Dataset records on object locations
*****

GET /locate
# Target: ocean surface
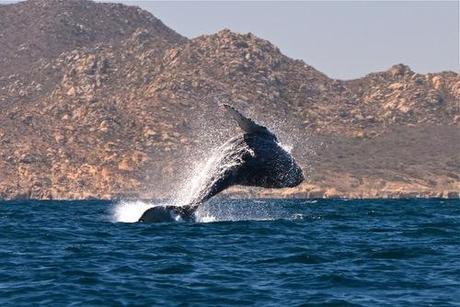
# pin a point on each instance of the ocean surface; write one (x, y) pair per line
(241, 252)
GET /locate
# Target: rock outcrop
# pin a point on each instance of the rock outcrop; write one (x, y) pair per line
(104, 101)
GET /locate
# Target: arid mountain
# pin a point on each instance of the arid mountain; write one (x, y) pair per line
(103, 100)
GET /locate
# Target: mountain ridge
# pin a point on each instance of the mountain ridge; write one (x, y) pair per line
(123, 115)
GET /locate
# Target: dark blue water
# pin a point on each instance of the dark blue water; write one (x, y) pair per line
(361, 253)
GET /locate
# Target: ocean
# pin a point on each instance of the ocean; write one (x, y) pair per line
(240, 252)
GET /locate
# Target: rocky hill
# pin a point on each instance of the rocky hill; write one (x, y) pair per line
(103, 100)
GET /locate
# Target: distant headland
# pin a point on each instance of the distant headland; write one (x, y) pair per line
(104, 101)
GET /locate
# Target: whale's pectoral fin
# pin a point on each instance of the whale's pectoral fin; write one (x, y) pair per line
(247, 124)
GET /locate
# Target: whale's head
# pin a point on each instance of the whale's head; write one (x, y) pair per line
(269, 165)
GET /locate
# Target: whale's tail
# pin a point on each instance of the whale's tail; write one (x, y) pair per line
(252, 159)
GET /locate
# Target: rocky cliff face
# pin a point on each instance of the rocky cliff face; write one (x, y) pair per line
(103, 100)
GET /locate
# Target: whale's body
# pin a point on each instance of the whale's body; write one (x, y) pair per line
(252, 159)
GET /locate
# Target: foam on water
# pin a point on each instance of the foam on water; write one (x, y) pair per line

*****

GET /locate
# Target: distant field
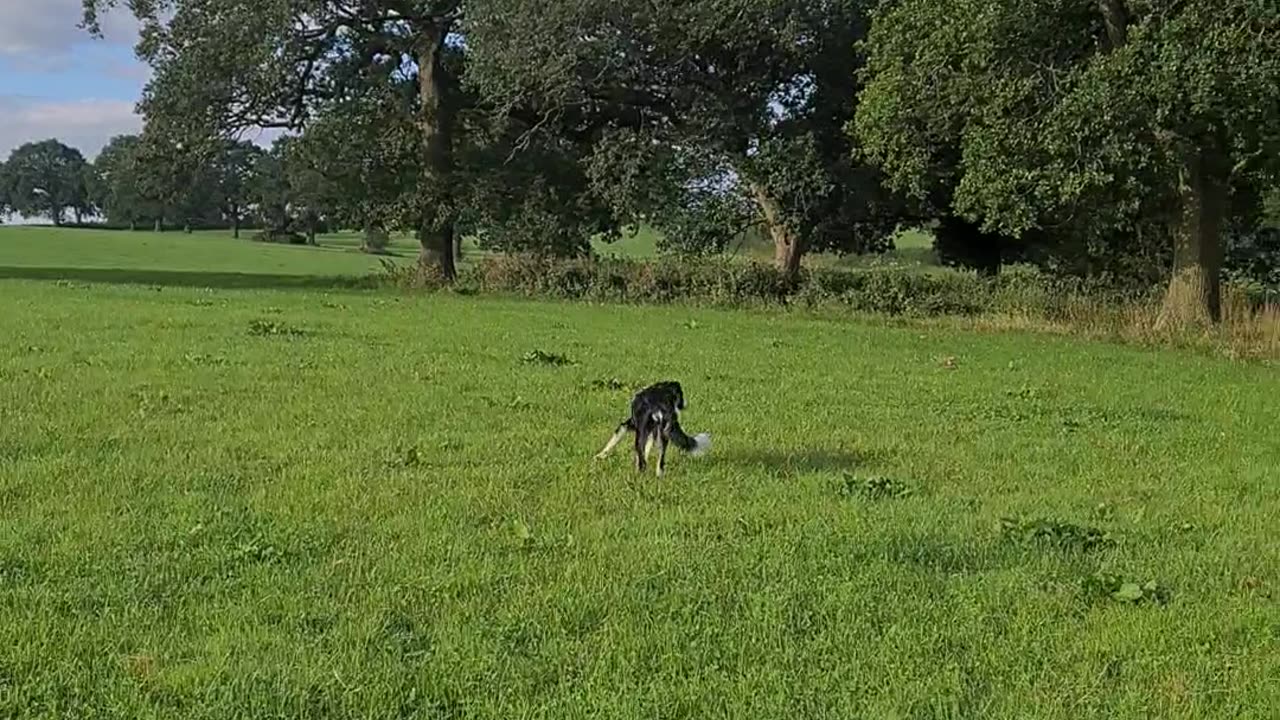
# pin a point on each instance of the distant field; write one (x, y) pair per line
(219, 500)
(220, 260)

*****

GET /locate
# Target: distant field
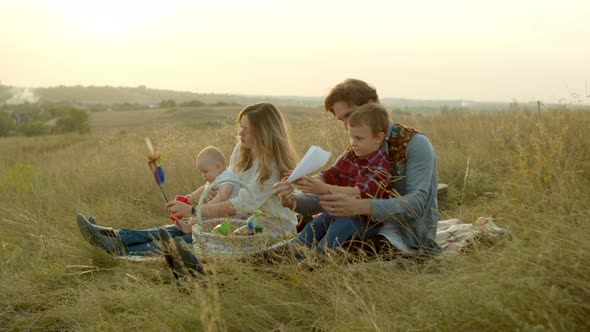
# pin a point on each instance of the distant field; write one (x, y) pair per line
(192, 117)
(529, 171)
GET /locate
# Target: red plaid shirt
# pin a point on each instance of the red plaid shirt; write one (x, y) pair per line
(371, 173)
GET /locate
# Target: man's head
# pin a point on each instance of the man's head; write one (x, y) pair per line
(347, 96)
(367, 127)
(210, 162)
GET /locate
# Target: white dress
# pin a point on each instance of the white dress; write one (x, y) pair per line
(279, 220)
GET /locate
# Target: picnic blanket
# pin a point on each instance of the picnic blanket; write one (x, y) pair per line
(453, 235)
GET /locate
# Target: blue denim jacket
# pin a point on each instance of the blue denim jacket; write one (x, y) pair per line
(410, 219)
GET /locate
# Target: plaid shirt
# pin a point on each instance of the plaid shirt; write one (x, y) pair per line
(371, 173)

*****

Exercise brief:
Find every line in the data that contains the word "denim" and copy each one out in full. Matching is case-sensitive.

Exercise answer:
# Target: blue denim jacket
# pin a point on each instance of the blue denim jacket; write one (x, y) pair per line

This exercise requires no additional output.